Task statement: Repeat the records below word for word, but start at the line that contains "query: yellow trim on jersey", stop after the last line, and include nothing else.

** begin Input rows **

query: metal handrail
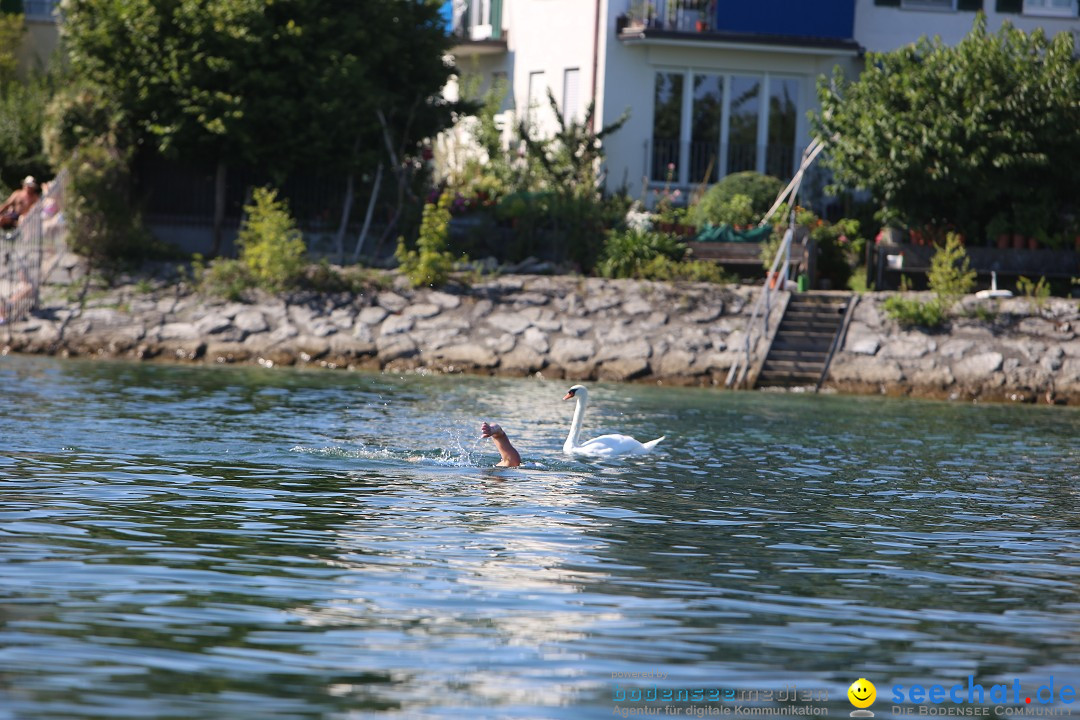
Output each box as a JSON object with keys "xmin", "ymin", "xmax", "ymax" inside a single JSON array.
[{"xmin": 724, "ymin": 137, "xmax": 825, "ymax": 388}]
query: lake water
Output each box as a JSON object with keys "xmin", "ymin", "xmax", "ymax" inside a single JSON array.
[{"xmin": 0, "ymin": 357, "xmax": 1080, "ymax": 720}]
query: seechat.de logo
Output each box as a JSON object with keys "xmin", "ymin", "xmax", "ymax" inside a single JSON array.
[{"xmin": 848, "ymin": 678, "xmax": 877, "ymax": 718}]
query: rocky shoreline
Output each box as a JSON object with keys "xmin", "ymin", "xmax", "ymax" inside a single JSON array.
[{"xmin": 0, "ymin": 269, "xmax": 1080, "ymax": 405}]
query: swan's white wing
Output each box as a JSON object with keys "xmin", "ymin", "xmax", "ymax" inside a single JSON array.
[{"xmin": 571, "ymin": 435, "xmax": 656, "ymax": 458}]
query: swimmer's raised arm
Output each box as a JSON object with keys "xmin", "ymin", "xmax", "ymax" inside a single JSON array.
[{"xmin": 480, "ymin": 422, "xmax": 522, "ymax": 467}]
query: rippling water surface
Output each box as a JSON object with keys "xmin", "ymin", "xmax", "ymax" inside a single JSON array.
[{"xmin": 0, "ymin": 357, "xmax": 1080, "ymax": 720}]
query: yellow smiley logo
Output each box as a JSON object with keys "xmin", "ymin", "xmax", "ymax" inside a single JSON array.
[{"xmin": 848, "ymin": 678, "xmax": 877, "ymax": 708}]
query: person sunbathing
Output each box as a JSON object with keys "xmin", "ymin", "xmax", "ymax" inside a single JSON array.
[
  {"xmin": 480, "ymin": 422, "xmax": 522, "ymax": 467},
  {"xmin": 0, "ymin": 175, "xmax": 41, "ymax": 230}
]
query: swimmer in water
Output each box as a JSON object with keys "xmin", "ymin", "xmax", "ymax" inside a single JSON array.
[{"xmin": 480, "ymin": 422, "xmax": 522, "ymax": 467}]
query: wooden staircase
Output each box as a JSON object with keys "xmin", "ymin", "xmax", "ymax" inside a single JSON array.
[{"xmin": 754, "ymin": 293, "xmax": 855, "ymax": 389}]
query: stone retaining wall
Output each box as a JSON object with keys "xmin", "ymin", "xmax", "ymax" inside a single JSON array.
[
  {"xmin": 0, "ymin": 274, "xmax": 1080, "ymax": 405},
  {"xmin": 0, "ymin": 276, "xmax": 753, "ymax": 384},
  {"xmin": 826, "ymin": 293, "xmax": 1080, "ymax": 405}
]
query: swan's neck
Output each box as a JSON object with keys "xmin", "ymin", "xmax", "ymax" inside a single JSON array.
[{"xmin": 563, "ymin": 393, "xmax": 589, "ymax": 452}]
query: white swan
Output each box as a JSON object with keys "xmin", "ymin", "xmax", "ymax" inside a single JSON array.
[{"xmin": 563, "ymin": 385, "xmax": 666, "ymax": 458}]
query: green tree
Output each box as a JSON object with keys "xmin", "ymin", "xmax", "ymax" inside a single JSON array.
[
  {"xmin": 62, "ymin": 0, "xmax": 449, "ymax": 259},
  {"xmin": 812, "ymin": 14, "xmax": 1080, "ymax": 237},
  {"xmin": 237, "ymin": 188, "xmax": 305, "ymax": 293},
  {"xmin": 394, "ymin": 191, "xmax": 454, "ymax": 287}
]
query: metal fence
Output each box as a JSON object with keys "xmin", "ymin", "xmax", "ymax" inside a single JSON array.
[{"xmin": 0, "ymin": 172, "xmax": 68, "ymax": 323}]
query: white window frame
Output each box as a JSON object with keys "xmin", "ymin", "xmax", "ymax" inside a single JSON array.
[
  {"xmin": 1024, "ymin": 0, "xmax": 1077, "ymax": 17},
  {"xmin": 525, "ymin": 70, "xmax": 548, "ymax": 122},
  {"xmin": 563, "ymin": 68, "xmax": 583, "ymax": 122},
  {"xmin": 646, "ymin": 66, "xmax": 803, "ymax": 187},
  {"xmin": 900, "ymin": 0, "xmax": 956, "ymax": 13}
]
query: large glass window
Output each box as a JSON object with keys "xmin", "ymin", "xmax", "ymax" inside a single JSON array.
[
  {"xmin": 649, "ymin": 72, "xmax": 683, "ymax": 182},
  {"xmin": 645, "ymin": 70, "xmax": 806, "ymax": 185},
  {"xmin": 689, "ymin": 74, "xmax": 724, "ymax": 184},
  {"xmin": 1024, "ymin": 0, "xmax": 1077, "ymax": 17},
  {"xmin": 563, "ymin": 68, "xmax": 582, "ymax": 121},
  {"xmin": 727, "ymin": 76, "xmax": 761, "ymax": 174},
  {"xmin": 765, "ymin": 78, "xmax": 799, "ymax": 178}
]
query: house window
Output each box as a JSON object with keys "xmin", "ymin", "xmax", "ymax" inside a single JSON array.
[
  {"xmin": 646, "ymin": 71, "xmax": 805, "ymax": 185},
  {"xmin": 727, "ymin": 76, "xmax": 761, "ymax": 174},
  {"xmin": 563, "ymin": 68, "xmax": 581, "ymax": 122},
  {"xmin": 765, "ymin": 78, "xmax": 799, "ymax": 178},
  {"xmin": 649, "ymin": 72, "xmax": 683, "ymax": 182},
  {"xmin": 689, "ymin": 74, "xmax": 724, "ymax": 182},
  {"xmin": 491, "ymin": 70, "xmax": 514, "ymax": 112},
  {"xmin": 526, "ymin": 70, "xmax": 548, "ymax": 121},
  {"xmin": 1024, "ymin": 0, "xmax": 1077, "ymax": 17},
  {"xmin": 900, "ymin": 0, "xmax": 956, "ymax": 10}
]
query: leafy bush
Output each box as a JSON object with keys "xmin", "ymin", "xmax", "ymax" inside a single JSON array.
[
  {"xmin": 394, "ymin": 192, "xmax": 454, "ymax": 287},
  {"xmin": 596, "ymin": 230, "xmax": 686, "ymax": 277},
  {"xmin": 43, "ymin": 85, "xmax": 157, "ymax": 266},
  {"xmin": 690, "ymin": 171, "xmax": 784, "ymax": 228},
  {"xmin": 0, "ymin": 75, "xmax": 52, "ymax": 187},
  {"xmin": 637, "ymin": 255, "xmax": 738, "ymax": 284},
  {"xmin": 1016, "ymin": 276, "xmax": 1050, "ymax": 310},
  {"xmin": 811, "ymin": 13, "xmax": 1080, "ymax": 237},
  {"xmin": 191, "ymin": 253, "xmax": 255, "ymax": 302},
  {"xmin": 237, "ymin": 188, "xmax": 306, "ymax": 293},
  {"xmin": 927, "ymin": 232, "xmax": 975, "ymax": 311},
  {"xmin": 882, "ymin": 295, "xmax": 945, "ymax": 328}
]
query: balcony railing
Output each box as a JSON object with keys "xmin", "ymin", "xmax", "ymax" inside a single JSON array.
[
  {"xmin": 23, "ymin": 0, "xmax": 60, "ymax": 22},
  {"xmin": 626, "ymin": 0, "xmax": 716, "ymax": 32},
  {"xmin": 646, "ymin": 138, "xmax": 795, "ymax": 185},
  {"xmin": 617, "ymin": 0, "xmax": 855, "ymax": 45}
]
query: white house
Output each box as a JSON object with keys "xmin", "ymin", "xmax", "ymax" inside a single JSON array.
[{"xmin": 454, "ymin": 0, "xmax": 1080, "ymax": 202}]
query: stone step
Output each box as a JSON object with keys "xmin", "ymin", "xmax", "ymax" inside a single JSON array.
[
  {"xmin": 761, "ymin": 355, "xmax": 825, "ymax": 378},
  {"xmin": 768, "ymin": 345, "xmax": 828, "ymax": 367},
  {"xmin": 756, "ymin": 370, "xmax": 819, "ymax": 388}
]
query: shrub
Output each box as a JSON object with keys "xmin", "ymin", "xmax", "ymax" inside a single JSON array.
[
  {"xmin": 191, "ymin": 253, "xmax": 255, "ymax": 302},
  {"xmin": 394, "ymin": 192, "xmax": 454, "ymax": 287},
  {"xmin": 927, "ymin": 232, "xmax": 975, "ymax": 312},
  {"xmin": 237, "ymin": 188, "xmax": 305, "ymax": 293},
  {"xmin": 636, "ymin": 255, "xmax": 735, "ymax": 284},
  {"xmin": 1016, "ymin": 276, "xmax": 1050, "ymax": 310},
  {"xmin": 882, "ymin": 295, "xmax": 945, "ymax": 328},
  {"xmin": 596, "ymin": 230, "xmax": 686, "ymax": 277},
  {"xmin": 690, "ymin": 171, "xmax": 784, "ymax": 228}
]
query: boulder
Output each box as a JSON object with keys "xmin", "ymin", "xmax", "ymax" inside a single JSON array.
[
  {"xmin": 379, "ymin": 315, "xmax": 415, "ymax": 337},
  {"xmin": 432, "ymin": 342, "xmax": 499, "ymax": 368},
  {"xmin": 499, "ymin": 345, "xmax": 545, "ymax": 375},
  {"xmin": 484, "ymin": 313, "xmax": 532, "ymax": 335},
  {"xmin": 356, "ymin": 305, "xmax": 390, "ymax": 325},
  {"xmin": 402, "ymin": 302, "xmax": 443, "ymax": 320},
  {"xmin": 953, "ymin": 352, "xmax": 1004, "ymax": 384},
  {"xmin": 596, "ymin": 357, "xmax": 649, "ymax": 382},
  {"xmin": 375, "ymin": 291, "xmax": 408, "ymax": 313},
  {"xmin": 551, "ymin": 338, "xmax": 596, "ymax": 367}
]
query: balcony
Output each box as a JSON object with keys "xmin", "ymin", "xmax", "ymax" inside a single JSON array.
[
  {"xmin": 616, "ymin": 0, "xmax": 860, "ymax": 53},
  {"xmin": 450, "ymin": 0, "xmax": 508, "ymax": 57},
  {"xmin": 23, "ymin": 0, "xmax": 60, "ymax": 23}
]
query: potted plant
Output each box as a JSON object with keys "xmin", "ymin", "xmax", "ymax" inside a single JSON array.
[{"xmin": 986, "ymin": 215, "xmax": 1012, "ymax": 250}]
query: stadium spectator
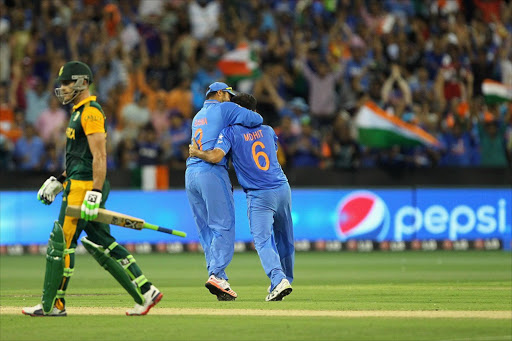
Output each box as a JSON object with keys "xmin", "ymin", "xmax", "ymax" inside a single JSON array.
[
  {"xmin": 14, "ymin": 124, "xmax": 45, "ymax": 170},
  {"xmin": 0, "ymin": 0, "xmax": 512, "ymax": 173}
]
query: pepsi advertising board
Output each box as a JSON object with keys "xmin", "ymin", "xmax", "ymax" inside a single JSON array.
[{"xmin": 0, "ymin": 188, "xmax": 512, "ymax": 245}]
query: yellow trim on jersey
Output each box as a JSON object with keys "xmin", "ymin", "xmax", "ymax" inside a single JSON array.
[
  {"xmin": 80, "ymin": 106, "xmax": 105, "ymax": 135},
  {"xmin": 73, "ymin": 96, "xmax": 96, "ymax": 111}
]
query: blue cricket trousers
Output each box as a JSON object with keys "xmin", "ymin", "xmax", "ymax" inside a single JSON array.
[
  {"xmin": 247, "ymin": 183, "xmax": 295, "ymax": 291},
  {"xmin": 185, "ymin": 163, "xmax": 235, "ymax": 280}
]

** end Input rows **

Right answer:
query: yellow trim on jersey
Output each box as a JSON object with keys "xmin", "ymin", "xmax", "ymax" inside a single JSON array.
[
  {"xmin": 80, "ymin": 106, "xmax": 105, "ymax": 135},
  {"xmin": 73, "ymin": 96, "xmax": 96, "ymax": 111}
]
query: blue cricket trousers
Output each box as a JSON object with keys "xmin", "ymin", "xmax", "ymax" inside a single JSON array.
[
  {"xmin": 247, "ymin": 183, "xmax": 295, "ymax": 291},
  {"xmin": 185, "ymin": 163, "xmax": 235, "ymax": 280}
]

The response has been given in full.